* **The exercise**
Convert the material below into a Markdown table with the columns Row and Line, numbering each row and skipping blank lines.

Point labeling examples

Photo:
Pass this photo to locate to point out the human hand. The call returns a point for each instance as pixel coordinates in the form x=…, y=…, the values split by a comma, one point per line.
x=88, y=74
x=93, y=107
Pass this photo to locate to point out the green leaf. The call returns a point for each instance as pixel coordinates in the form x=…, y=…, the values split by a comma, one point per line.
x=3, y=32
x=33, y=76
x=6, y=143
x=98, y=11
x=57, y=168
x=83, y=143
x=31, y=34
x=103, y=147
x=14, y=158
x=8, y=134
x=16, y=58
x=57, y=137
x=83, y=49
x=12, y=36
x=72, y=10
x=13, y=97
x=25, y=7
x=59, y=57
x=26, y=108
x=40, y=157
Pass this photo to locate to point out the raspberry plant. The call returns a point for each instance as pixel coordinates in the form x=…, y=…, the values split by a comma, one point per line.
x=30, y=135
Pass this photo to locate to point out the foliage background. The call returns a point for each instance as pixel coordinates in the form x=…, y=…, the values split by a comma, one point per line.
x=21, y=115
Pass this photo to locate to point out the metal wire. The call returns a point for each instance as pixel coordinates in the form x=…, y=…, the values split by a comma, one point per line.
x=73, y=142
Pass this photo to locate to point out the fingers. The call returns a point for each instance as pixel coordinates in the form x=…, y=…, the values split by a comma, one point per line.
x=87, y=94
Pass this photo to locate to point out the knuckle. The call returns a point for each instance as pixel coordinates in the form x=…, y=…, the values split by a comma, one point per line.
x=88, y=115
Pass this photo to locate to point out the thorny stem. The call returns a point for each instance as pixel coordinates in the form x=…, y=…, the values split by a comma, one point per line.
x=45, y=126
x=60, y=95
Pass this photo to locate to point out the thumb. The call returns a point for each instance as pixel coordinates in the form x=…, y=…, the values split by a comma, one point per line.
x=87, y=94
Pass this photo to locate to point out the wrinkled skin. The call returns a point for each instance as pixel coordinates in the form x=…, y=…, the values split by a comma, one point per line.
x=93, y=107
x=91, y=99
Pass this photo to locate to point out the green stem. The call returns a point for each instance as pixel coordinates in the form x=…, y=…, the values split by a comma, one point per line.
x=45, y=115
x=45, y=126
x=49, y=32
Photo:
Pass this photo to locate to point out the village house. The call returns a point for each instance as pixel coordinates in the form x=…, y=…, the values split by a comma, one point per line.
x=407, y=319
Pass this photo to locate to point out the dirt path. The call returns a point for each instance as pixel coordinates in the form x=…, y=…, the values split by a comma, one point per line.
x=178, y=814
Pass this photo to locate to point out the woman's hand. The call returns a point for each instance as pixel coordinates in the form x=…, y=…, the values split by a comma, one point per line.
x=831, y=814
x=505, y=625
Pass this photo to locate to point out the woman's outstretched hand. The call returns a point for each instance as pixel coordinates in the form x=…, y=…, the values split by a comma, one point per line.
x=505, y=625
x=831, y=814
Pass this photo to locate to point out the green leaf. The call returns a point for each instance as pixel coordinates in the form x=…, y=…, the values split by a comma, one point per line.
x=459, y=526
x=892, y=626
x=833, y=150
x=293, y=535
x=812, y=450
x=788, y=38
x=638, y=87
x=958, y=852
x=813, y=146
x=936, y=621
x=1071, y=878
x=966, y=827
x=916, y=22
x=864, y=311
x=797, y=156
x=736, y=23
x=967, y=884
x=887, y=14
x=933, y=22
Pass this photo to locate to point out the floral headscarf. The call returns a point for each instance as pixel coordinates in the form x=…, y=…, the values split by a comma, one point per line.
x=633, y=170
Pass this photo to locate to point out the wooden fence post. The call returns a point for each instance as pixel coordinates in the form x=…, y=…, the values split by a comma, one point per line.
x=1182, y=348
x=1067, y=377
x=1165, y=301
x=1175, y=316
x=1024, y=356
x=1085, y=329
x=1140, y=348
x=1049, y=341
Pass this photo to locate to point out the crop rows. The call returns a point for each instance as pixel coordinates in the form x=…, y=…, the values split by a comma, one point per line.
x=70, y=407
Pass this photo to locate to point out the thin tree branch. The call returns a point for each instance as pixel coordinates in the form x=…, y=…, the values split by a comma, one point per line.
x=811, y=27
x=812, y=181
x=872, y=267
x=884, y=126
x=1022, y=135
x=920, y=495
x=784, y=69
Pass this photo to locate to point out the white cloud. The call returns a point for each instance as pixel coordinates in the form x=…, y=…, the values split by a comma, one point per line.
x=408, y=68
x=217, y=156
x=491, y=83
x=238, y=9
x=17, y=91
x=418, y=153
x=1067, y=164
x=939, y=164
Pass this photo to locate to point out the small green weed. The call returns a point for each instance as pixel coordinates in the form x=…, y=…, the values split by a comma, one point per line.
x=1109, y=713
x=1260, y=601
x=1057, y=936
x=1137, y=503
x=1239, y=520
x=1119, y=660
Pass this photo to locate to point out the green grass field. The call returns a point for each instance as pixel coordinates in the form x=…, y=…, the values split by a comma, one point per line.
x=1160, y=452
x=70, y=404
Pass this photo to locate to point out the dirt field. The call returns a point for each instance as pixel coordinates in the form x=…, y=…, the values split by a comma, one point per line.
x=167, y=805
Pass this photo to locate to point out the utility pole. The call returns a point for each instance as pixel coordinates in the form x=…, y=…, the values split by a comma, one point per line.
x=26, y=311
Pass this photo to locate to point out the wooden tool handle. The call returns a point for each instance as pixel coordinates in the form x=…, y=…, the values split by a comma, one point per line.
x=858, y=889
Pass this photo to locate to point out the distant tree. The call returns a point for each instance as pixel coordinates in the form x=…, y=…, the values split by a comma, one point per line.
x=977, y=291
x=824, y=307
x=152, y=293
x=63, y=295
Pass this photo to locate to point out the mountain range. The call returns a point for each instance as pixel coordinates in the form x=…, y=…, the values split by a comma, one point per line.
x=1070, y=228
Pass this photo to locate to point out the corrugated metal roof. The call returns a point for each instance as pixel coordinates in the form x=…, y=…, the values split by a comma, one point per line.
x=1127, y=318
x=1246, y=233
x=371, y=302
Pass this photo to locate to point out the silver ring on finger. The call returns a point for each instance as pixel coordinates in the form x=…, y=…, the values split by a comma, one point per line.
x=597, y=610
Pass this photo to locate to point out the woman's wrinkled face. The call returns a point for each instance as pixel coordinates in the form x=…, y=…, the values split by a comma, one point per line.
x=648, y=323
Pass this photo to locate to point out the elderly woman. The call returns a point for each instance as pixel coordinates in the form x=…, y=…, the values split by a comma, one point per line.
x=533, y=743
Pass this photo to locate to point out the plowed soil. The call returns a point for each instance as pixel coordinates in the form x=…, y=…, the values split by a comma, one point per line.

* **Task result**
| Row | Line |
|---|---|
| 1 | Photo: |
| 2 | Pass this photo to locate to point out the human hand. The call returns a point for each instance as pixel coordinates in the form x=…, y=…, the values split by a comma, one point per line. |
| 3 | x=88, y=74 |
| 4 | x=93, y=107 |
| 5 | Pass this photo to locate to point out the green leaf. The call returns a point for each instance as pixel coordinates in the form x=…, y=…, the values split by a comma, one point per line. |
| 6 | x=3, y=32 |
| 7 | x=33, y=76 |
| 8 | x=6, y=143 |
| 9 | x=98, y=11 |
| 10 | x=57, y=168 |
| 11 | x=83, y=143 |
| 12 | x=31, y=34 |
| 13 | x=103, y=147 |
| 14 | x=14, y=158 |
| 15 | x=8, y=134 |
| 16 | x=16, y=58 |
| 17 | x=57, y=137 |
| 18 | x=83, y=49 |
| 19 | x=12, y=36 |
| 20 | x=72, y=10 |
| 21 | x=13, y=97 |
| 22 | x=25, y=7 |
| 23 | x=59, y=57 |
| 24 | x=26, y=108 |
| 25 | x=40, y=157 |
| 26 | Pass this photo to locate to point out the raspberry plant. The call returns a point for each instance as pixel coordinates in the form x=…, y=…, the values split by a comma, one point per line. |
| 27 | x=30, y=135 |
| 28 | Pass this photo to locate to point out the foliage background. The call returns a point for each instance as pixel coordinates in the form x=…, y=…, the values split by a comma, one point per line. |
| 29 | x=21, y=115 |
| 30 | Pass this photo to locate to point out the metal wire. The call returns a point for each instance as pixel coordinates in the form x=…, y=…, the values split by a comma, one point per line. |
| 31 | x=73, y=142 |
| 32 | Pass this photo to locate to point out the fingers. The call returns a point for each instance as pixel coordinates in the form x=…, y=…, the values split by a comma, one point per line. |
| 33 | x=87, y=94 |
| 34 | Pass this photo to locate to point out the knuckle. The call returns a point for each instance as pixel coordinates in the form x=…, y=…, the values split by a comma, one point per line. |
| 35 | x=88, y=115 |
| 36 | Pass this photo to locate to point out the thorny stem. The call returns a point for each instance as pixel coordinates in the form x=…, y=…, the values split by a comma, one point per line. |
| 37 | x=45, y=126 |
| 38 | x=60, y=95 |
| 39 | Pass this photo to locate to point out the thumb. The call returns a point for each instance as pixel coordinates in the form x=…, y=…, the values split by a comma, one point per line. |
| 40 | x=87, y=94 |
| 41 | Pass this photo to locate to point out the wrinkled skin. The call returns a point for each instance as pixel coordinates in the form x=…, y=…, the values split by a comma, one point per line. |
| 42 | x=93, y=107 |
| 43 | x=91, y=99 |
| 44 | Pass this photo to locate to point out the green stem. The call returns a point for each instance as pixel coordinates in the form x=…, y=…, the values split by a comma, one point per line. |
| 45 | x=45, y=115 |
| 46 | x=45, y=126 |
| 47 | x=49, y=32 |
| 48 | Photo: |
| 49 | Pass this photo to locate to point out the village house. The call returns a point for each instance as pixel coordinates in the form x=…, y=…, the values split by a comma, one point per line. |
| 50 | x=407, y=319 |
| 51 | Pass this photo to locate to point out the dirt path. The call returns a point for each instance as pixel coordinates in the form x=…, y=…, the values split by a comma, one point per line. |
| 52 | x=178, y=814 |
| 53 | Pass this photo to locate to point out the woman's hand. The call returns a point for each instance as pixel coordinates in the form x=…, y=…, the values split by a comma, one point per line. |
| 54 | x=831, y=814 |
| 55 | x=505, y=625 |
| 56 | Pass this photo to locate to point out the woman's outstretched hand. The call returns a point for each instance as pixel coordinates in the form x=…, y=…, the values split by a comma, one point per line. |
| 57 | x=505, y=625 |
| 58 | x=831, y=814 |
| 59 | Pass this photo to locate to point out the green leaf. The call returns a point for each instance as pixel coordinates in the form x=…, y=…, the values split by a comma, one point per line. |
| 60 | x=459, y=526 |
| 61 | x=892, y=626 |
| 62 | x=833, y=150 |
| 63 | x=293, y=535 |
| 64 | x=812, y=450 |
| 65 | x=788, y=38 |
| 66 | x=638, y=87 |
| 67 | x=958, y=852 |
| 68 | x=813, y=146 |
| 69 | x=936, y=621 |
| 70 | x=1071, y=878 |
| 71 | x=966, y=827 |
| 72 | x=916, y=22 |
| 73 | x=864, y=311 |
| 74 | x=797, y=156 |
| 75 | x=736, y=23 |
| 76 | x=967, y=884 |
| 77 | x=887, y=14 |
| 78 | x=933, y=22 |
| 79 | Pass this photo to locate to point out the floral headscarf. The call returns a point for each instance as pixel coordinates in the form x=…, y=…, the values split by a comma, one point per line. |
| 80 | x=633, y=170 |
| 81 | Pass this photo to locate to point out the wooden fence post. The call returns a point for each instance as pixel coordinates in the form x=…, y=…, the values split by a comma, one point per line. |
| 82 | x=1182, y=348 |
| 83 | x=1067, y=377 |
| 84 | x=1165, y=301 |
| 85 | x=1175, y=316 |
| 86 | x=1024, y=356 |
| 87 | x=1085, y=329 |
| 88 | x=1140, y=348 |
| 89 | x=1049, y=341 |
| 90 | Pass this photo to locate to point out the crop rows. The call returns a point for each instance as pixel coordinates in the form x=…, y=…, the values split by a comma, one point per line. |
| 91 | x=70, y=407 |
| 92 | Pass this photo to locate to point out the thin tree branch. The call returns a point for each instance as pixel coordinates in the form x=…, y=…, the values split by a comma, one point per line. |
| 93 | x=811, y=27 |
| 94 | x=812, y=181 |
| 95 | x=872, y=267 |
| 96 | x=884, y=126 |
| 97 | x=1022, y=135 |
| 98 | x=920, y=495 |
| 99 | x=784, y=69 |
| 100 | Pass this photo to locate to point out the white cloud. The call returns a point for each instance as pixel coordinates in the form x=…, y=…, the values split by a comma, one point per line. |
| 101 | x=408, y=68 |
| 102 | x=217, y=156 |
| 103 | x=491, y=83 |
| 104 | x=238, y=9 |
| 105 | x=17, y=91 |
| 106 | x=418, y=153 |
| 107 | x=1067, y=164 |
| 108 | x=939, y=164 |
| 109 | Pass this photo to locate to point out the small green weed. The call returns a point for each instance as pixel coordinates in the form x=…, y=…, the values split by a comma, one point per line. |
| 110 | x=1109, y=713 |
| 111 | x=1260, y=601 |
| 112 | x=1057, y=936 |
| 113 | x=1137, y=503 |
| 114 | x=1239, y=520 |
| 115 | x=1119, y=660 |
| 116 | Pass this photo to locate to point out the green grass field. The call returns a point for each instance as pixel coordinates in the form x=…, y=…, the values split by a comma, one point per line. |
| 117 | x=1160, y=452 |
| 118 | x=70, y=404 |
| 119 | Pass this photo to locate to point out the dirt field. The call returns a point for each instance as pixel coordinates in the form x=…, y=…, the values split by a comma, one point per line. |
| 120 | x=167, y=805 |
| 121 | Pass this photo to locate to point out the utility pole. The call returns a point for each instance as pixel coordinates in the form x=…, y=…, the values split by a comma, one point per line. |
| 122 | x=26, y=311 |
| 123 | Pass this photo to locate to point out the wooden tool handle. The call returns a point for each instance as pixel coordinates in the form x=…, y=…, the values split by a comma, one point per line. |
| 124 | x=858, y=889 |
| 125 | Pass this photo to locate to point out the distant tree. The call returns a point for each instance as pixel coordinates in the form x=…, y=…, the values split by a comma, one point per line. |
| 126 | x=977, y=291 |
| 127 | x=824, y=307 |
| 128 | x=152, y=293 |
| 129 | x=63, y=295 |
| 130 | Pass this photo to locate to point out the mountain range. The call returns a point for each instance as pixel coordinates in the form x=…, y=…, the values split by a comma, one point per line. |
| 131 | x=1070, y=228 |
| 132 | Pass this photo to locate to point out the corrugated metal roof. The call returns a point for each instance as pixel coordinates in the form x=…, y=…, the values split by a comma, one point per line. |
| 133 | x=1127, y=318 |
| 134 | x=1246, y=233 |
| 135 | x=371, y=302 |
| 136 | Pass this photo to locate to point out the silver ring on finger. The call returns a point for each instance as pixel coordinates in the form x=…, y=…, the values split by a comma, one point per line. |
| 137 | x=597, y=610 |
| 138 | Pass this photo to locate to point out the woman's wrinkled face. The call returns a point for each instance as pixel coordinates in the form x=…, y=…, the values split by a comma, one point per line. |
| 139 | x=648, y=323 |
| 140 | Pass this photo to locate to point out the elderly woman. The call returns a point for each instance as pixel coordinates in the form x=…, y=…, the values split by a comma, one point per line. |
| 141 | x=533, y=743 |
| 142 | Pass this photo to locate to point out the plowed soil. The call returns a point for each instance as pixel coordinates in the form x=…, y=…, the values split by a comma, one point per line. |